-- REQUIREMENT 1 --
In the thread on paths on a sphere, write out the text starting at "Realizing possible accelerations" and ending at "x,v \rangle=0, \langle x,w \rangle=-1$.", swapping "accelerations" for "second derivatives".
-- REQUIREMENT 2 --
In the thread on paths on a sphere, how does the first reply define w in terms of w^⊥ and x?

-- PAGE TEXT --
--- begin ---

Realizing possible accelerations of paths on a sphere $\newcommand{\al}{\alpha}$
Let $x,v \in \mathbb{S}^n \subseteq \mathbb{R}^{n+1}$, $w \in \mathbb{R}^{n+1}$ satisfy
$\langle x,v \rangle=0, \langle x,w \rangle=-1$.
Does there exist a smooth path $\alpha:(-\epsilon,\epsilon) \to \mathbb{S}^n$ such that
$$
\alpha(0)=x, \dot \alpha(0)=v, \ddot \alpha(0)=w?
$$

The condition $\langle x,w \rangle=-1$ is necessary for the existence of such a path:
Differentiating twice $\langle \alpha,\alpha \rangle=1$ we get
$$ 
\langle \dot \alpha,\dot \alpha\rangle+\langle \alpha,\ddot\alpha \rangle=0.
$$
I tried to play with paths of the form of
$$
\al(t)=a(t)x+b(t)v(t),
$$
where $v(t) \in T_x\mathbb{S}^n$, but so far my computations did not reach a definite conclusion.
Note that every path $\al$ can be written in the above form. Part of the problem here is that $a(0)=1$, so differentiating $b(t)=\sqrt{1-a^2(t)}$ is not trivial at $t=0$.
 A: $\newcommand{\brak}[1]{\left\langle#1\right\rangle}$tl; dr: Yes.

Suppose $x$ and $v$ are orthogonal unit vectors, interpreted as a point of the unit sphere and a tangent vector, let $w^{\perp}$ be an arbitrary vector orthogonal to $x$, and set $w = w^{\perp} - x$, so that $\brak{w, x} = -1$.
Define
$$
X(t) = x\cos t + v\sin t + \tfrac{1}{2}t^{2} w^{\perp},\qquad
\alpha(t) = \frac{X(t)}{|X(t)|}.
$$
Since $x\cos t + v\sin t$ is a unit vector for all $t$, we have
\begin{align*}
  |X(t)|^{2}
  &= 1 + t^{2}\brak{x\cos t + v\sin t, w^{\perp}} + \tfrac{1}{4}t^{4} |w^{\perp}|^{2} \\
  &= 1 + t^{2}\sin t\brak{v, w^{\perp}} + \tfrac{1}{4}t^{4} |w^{\perp}|^{2} \\
  &= 1 + O(t^{3})
\end{align*}
at $t = 0$. Since $(1 + u)^{-1/2} = 1 - \frac{1}{2}u + O(u^{2})$ at $u = 0$, we have $1/|X(t)| = 1 + O(t^{3})$ at $t = 0$, so
$$
\alpha(t) = X(t)[1 + O(t^{3})].
$$
Particularly, $\alpha'(0) = X'(0)$ and $\alpha''(0) = X''(0) = -x + w^{\perp} = w$.
A: The first condition is not necessary.

--- end ---

-- PROVIDED MATERIAL --

--- begin ---

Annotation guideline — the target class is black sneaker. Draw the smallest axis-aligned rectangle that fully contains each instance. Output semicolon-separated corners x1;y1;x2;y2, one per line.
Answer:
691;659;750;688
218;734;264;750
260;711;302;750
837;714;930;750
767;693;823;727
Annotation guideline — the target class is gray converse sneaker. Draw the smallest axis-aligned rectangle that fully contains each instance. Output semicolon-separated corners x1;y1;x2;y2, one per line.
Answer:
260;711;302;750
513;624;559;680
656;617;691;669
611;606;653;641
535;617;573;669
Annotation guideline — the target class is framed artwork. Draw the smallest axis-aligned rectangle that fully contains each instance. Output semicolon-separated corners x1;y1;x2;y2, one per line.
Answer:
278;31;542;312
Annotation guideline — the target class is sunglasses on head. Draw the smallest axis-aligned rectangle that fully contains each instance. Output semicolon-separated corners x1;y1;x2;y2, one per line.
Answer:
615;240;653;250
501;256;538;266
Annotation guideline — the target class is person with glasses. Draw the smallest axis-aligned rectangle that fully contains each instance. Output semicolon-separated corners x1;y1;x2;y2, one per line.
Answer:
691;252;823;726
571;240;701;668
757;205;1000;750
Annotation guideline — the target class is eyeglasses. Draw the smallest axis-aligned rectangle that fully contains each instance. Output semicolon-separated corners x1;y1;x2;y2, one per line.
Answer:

--- end ---
--- begin ---

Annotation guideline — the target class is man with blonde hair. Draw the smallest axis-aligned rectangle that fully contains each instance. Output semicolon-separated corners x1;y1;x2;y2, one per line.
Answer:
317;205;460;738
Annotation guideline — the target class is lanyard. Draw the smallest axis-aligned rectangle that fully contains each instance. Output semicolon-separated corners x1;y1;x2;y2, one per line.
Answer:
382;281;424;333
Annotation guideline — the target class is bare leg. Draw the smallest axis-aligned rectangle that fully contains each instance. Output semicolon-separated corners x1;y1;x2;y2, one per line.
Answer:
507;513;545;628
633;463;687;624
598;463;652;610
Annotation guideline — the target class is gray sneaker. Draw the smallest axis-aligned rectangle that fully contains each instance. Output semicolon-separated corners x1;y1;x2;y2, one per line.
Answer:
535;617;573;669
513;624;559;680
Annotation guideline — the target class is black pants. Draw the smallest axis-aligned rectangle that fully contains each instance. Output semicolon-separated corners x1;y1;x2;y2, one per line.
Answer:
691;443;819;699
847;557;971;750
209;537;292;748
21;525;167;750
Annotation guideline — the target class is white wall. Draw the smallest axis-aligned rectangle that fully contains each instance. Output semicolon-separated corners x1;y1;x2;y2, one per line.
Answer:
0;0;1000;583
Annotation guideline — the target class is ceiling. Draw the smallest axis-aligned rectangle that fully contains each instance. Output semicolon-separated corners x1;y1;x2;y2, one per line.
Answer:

--- end ---
--- begin ---

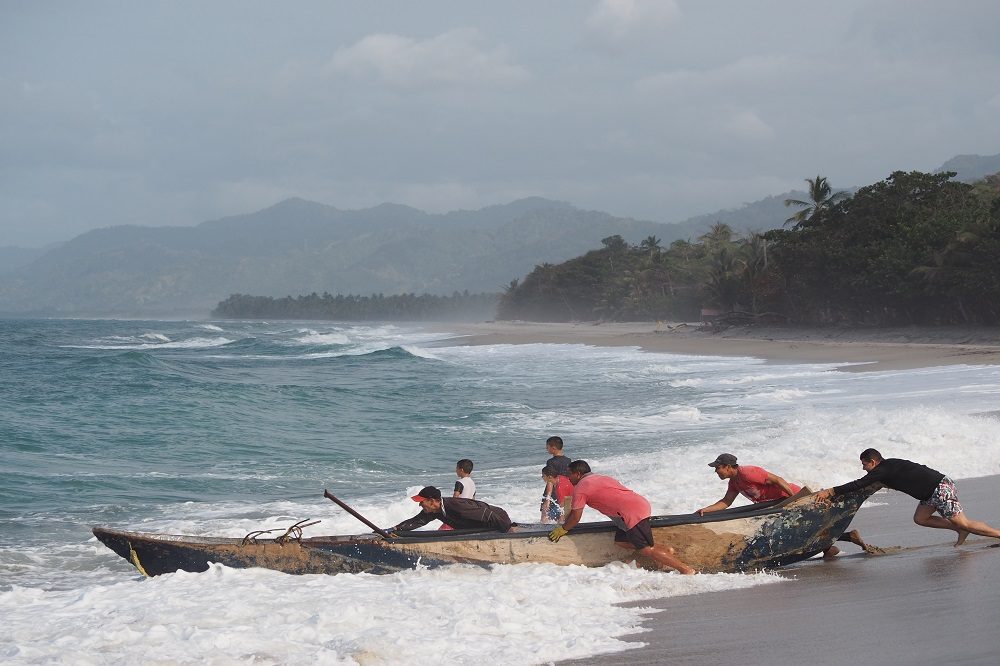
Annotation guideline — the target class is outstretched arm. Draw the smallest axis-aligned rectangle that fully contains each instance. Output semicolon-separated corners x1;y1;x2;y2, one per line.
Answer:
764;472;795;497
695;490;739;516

--- end ---

-- REPLY 1 --
Realizing possible second derivatives of paths on a sphere $\newcommand{\al}{\alpha}$
Let $x,v \in \mathbb{S}^n \subseteq \mathbb{R}^{n+1}$, $w \in \mathbb{R}^{n+1}$ satisfy
$\langle x,v \rangle=0, \langle x,w \rangle=-1$.

-- REPLY 2 --
It sets w = w^⊥ − x, so that ⟨w, x⟩ = −1.